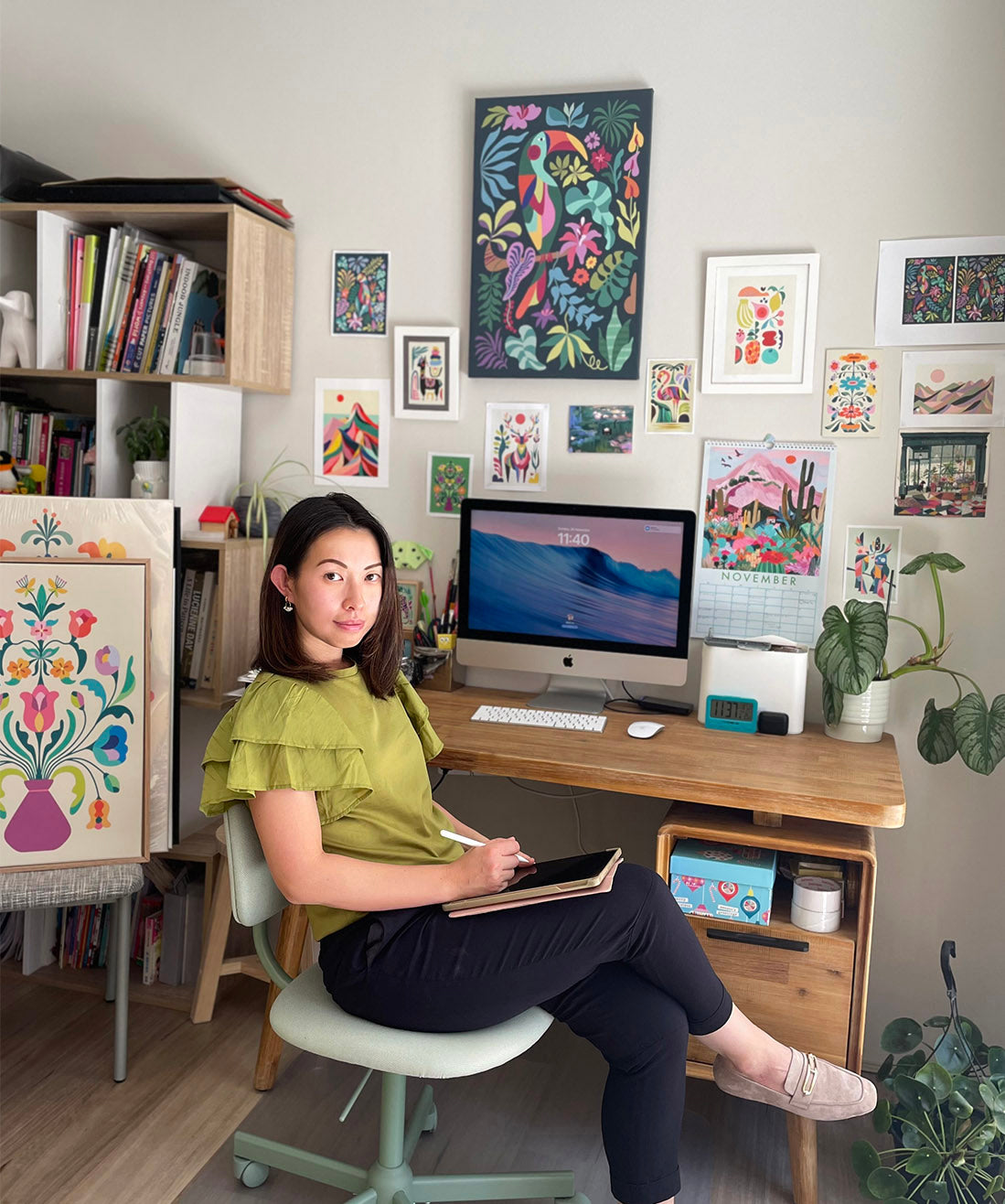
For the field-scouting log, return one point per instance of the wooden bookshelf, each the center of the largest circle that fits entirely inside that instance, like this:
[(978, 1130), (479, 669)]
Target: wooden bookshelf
[(239, 579)]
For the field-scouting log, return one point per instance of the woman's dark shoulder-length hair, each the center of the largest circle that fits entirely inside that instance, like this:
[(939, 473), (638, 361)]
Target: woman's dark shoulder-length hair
[(378, 654)]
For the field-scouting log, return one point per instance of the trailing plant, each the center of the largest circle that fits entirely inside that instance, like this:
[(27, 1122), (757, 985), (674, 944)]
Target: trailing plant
[(262, 490), (145, 436), (851, 654), (947, 1119)]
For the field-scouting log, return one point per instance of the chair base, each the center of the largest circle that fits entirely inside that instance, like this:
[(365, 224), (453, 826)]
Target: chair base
[(390, 1180)]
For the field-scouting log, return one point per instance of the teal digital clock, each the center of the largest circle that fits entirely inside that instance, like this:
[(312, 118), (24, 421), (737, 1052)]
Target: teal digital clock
[(731, 715)]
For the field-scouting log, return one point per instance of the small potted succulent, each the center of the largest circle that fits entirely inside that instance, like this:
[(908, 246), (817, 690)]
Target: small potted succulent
[(145, 441), (947, 1117), (851, 658)]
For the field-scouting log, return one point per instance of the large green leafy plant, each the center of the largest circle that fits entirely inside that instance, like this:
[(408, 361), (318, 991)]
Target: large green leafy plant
[(851, 654), (947, 1119)]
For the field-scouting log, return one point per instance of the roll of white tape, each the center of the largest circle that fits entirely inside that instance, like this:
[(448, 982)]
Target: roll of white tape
[(815, 921), (821, 895)]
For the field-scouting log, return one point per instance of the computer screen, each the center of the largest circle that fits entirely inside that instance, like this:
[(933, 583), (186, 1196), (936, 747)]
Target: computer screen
[(591, 590)]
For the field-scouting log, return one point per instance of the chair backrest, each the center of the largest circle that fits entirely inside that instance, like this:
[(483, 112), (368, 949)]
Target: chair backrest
[(254, 895)]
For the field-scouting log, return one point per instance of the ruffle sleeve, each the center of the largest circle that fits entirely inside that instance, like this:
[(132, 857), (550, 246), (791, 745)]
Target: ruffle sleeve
[(419, 713), (283, 736)]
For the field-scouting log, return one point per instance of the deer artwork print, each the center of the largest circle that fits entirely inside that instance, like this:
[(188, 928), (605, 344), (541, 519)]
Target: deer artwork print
[(517, 449)]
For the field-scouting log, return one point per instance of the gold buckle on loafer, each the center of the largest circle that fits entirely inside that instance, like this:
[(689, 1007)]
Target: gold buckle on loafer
[(809, 1080)]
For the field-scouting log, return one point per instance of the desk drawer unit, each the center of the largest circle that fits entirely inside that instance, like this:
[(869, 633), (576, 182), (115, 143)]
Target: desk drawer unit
[(802, 998)]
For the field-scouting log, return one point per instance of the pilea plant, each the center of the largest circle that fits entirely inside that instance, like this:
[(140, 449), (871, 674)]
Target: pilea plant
[(851, 654)]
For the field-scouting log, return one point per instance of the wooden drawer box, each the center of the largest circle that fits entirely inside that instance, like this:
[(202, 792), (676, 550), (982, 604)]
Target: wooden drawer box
[(802, 998)]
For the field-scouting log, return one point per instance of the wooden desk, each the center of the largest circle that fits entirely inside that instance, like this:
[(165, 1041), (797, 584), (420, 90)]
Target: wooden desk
[(803, 792)]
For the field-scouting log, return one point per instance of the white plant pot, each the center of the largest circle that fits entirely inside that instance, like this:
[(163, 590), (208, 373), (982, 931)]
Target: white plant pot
[(863, 715), (149, 479)]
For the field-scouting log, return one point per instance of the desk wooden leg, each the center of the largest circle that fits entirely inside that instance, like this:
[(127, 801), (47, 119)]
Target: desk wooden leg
[(802, 1157), (205, 998), (293, 930)]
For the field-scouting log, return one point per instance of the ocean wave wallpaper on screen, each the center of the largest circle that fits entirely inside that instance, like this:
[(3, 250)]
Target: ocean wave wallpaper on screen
[(575, 577)]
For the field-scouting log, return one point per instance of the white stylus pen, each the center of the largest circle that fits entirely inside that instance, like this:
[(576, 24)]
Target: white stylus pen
[(476, 844)]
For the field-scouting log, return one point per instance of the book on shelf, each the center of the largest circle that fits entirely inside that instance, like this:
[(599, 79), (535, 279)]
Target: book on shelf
[(201, 628)]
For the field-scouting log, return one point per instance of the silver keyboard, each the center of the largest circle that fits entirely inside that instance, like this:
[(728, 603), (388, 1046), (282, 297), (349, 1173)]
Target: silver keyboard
[(526, 716)]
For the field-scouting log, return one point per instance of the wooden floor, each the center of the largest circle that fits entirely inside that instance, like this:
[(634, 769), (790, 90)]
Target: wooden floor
[(69, 1134)]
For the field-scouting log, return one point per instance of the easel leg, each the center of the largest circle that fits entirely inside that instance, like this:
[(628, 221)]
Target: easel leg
[(802, 1157), (213, 948), (293, 930)]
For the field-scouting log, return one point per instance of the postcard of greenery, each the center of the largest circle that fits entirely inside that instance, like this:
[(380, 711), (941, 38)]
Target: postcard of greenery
[(561, 198), (67, 712)]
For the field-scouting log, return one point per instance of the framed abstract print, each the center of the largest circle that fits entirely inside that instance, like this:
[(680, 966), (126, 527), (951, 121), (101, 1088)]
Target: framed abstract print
[(73, 743), (760, 323), (351, 431), (940, 290), (558, 233), (427, 372)]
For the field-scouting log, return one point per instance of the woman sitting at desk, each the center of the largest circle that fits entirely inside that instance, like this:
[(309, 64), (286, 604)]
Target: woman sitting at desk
[(328, 747)]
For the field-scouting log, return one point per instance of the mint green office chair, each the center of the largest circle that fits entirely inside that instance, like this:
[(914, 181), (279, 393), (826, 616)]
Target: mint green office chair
[(305, 1016)]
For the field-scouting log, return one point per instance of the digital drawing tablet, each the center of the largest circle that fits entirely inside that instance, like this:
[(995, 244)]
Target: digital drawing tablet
[(554, 876)]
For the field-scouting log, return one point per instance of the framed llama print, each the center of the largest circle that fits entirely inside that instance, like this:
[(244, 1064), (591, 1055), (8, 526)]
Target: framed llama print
[(670, 395), (73, 646), (760, 323), (558, 233), (515, 446), (952, 391), (940, 292), (351, 431), (426, 372), (852, 392)]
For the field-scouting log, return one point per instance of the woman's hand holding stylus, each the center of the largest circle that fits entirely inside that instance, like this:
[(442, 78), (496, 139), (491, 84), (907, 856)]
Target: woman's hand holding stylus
[(487, 868)]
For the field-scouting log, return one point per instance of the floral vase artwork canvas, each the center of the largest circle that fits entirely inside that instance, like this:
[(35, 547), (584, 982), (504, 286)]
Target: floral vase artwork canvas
[(73, 712)]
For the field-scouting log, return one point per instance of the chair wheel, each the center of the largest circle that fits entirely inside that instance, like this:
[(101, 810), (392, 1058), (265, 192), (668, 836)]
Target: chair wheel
[(251, 1174)]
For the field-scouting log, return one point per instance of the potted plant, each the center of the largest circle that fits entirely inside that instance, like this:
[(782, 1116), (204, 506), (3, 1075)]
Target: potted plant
[(851, 658), (145, 441), (947, 1119), (260, 505)]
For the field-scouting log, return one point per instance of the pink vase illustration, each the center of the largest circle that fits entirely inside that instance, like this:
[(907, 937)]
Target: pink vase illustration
[(38, 823)]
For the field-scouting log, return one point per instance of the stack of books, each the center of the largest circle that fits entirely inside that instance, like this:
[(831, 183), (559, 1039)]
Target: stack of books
[(198, 626), (34, 433), (133, 302)]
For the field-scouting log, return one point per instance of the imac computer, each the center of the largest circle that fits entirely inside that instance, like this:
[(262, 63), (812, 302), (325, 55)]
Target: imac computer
[(581, 593)]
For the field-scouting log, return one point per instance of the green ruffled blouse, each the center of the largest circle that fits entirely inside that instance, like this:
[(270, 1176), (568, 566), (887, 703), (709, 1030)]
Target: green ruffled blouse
[(364, 758)]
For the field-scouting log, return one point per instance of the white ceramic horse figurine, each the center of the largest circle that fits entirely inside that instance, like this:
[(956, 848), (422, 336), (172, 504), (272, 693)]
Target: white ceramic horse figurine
[(17, 341)]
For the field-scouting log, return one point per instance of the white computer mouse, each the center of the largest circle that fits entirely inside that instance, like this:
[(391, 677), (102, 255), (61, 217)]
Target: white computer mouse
[(644, 728)]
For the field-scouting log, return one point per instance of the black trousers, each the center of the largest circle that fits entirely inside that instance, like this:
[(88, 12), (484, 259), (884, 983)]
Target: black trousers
[(624, 970)]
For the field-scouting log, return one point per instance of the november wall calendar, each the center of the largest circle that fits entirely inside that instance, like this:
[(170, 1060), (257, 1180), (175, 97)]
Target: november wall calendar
[(765, 532)]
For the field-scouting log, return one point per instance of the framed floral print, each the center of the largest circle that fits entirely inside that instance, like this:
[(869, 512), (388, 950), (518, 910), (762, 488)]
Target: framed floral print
[(73, 743), (760, 323)]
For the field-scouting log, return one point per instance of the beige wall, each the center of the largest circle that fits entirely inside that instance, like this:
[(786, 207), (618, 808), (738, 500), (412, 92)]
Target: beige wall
[(776, 126)]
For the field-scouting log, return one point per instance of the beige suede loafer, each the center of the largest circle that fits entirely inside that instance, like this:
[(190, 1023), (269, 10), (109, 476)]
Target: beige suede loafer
[(813, 1088)]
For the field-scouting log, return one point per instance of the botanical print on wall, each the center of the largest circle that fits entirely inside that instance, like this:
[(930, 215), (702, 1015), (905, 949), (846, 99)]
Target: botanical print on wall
[(670, 395), (561, 198), (351, 427), (515, 446), (49, 528), (952, 389), (358, 292), (448, 483), (871, 566), (73, 738), (943, 473), (601, 429), (852, 391), (941, 290)]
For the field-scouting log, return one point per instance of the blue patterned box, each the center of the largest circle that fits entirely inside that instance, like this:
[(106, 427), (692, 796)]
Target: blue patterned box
[(724, 881)]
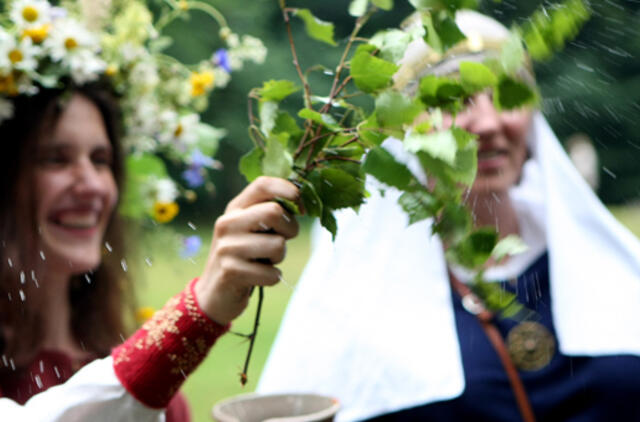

Task objective
In the listing above, find the line with "[(262, 63), (812, 302), (325, 55)]" and the line with "of the green"; set down exactly those two lines and every line between them, nothing more.

Solution to the problem
[(262, 63), (812, 302), (325, 55)]
Target: imac computer
[(581, 593)]
For the field-scouting log, return one point per instance of the green ruffled blouse, each the center of the largest circle that fits entirely inside that instance, like this:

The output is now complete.